[EXERCISE INPUTS Boundary: Start]
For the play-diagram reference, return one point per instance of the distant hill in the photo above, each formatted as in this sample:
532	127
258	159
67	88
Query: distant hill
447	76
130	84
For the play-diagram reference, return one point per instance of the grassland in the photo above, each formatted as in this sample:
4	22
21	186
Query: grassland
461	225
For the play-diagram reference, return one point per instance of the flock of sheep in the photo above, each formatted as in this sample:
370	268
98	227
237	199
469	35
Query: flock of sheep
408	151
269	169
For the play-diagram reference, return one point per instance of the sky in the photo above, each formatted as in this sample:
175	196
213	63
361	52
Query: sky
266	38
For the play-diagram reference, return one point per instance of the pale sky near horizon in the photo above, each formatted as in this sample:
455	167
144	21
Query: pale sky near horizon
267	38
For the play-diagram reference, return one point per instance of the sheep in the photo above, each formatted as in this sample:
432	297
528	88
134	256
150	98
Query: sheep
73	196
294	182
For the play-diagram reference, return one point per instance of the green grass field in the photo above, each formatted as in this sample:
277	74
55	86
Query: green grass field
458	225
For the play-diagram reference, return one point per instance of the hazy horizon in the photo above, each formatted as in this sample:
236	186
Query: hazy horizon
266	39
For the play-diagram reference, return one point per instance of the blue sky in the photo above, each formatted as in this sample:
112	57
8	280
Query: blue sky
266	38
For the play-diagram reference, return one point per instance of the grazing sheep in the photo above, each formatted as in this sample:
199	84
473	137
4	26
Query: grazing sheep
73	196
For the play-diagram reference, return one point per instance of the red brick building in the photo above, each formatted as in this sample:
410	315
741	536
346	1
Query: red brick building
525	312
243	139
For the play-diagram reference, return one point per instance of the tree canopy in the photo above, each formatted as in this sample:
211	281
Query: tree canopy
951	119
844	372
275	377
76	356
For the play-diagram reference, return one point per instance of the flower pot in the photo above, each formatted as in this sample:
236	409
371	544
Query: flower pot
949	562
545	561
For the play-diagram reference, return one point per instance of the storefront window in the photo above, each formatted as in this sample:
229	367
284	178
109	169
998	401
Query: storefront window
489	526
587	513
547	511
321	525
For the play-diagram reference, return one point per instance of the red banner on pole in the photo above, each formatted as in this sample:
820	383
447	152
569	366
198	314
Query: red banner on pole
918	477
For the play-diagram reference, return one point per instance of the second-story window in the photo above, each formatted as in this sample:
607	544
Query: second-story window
[EXERCISE INPUTS Boundary: End]
• **WORK ITEM**:
Out of the records, collect only those lines that contain the string "second".

• **SOLUTION FOR THIS PROBLEM**:
For the play-diagram reference, return one point per instance of the second-story window in the photo above, each formatted as in this sample:
Query: second-story window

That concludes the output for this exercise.